▶ MATERIAL SHOWN:
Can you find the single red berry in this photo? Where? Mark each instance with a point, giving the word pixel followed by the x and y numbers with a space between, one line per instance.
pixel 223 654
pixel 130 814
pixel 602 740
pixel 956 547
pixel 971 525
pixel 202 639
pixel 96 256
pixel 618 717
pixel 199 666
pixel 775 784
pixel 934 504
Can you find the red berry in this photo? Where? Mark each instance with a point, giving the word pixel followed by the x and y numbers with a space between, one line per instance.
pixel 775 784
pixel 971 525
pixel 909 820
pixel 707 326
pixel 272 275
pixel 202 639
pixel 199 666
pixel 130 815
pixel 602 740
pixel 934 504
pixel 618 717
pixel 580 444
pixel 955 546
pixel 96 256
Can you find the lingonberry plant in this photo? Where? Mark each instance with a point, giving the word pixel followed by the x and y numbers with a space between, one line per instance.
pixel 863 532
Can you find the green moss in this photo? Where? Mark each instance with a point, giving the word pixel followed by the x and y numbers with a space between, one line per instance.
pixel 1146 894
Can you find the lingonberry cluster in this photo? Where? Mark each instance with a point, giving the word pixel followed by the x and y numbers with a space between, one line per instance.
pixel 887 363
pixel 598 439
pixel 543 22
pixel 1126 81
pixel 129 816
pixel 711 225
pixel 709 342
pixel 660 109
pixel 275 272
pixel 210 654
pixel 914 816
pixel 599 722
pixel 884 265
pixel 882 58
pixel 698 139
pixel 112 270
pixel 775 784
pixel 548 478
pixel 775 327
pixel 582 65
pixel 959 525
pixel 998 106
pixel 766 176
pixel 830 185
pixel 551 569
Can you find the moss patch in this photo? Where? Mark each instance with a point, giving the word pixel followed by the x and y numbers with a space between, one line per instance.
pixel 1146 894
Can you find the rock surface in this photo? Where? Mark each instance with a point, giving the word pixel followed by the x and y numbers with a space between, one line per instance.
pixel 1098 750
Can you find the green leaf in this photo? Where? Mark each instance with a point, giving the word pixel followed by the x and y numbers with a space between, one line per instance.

▶ WRITTEN EXERCISE: Set down the listing in full, keeping every word exactly as it is.

▶ RESULT OF THIS EXERCISE:
Can you find the single red berry in this photo? Where? Mark each instance with a point, giving the word pixel followed by the x and y numbers with a space between, one line per instance.
pixel 223 654
pixel 130 814
pixel 602 740
pixel 956 547
pixel 971 525
pixel 202 639
pixel 96 256
pixel 618 717
pixel 199 666
pixel 775 784
pixel 934 504
Can you find the red berry in this photo? Where? Mark each instance with a point, giving the word pixel followed by the x and y numbers with a space between, one line per instance.
pixel 775 784
pixel 971 525
pixel 909 820
pixel 707 326
pixel 272 275
pixel 202 639
pixel 199 666
pixel 130 815
pixel 602 740
pixel 934 504
pixel 618 717
pixel 580 444
pixel 955 546
pixel 96 256
Can you find the lingonberry plant in this photo? Where? Mark each instance with a point, giving the word pixel followed by the x and y numbers with a space between, one line per instance.
pixel 863 532
Can you find the green moss in this photo? Where? Mark each instance with a point, giving the word pixel followed by the x and y numbers with a space between, one line per instance.
pixel 1146 894
Can you find the lingonberry cluster in this photo? Where? Mark each instance with a point, giving the word pixel followed by the x and y numbers with a space between, one line per instance.
pixel 887 363
pixel 598 439
pixel 543 22
pixel 1126 81
pixel 129 816
pixel 711 225
pixel 709 342
pixel 660 109
pixel 275 272
pixel 210 654
pixel 914 816
pixel 599 722
pixel 884 265
pixel 882 58
pixel 698 139
pixel 112 270
pixel 775 784
pixel 548 478
pixel 775 327
pixel 582 65
pixel 959 525
pixel 998 106
pixel 766 176
pixel 830 185
pixel 551 569
Can you find the moss patch in this photo? Where? Mark each instance with a point, giving the word pixel followed by the x and y numbers with a space between, one line per instance.
pixel 1146 894
Can you find the rock surface in this photo? Where? Mark each instance with a point, giving the word pixel followed by the x and y numbers with a space between, one line per instance.
pixel 1098 750
Can you find the green leaf in this photo? Where? Mark each instance with a point, giving the word pixel followed by the x and y numbers with a space between, one line per instance.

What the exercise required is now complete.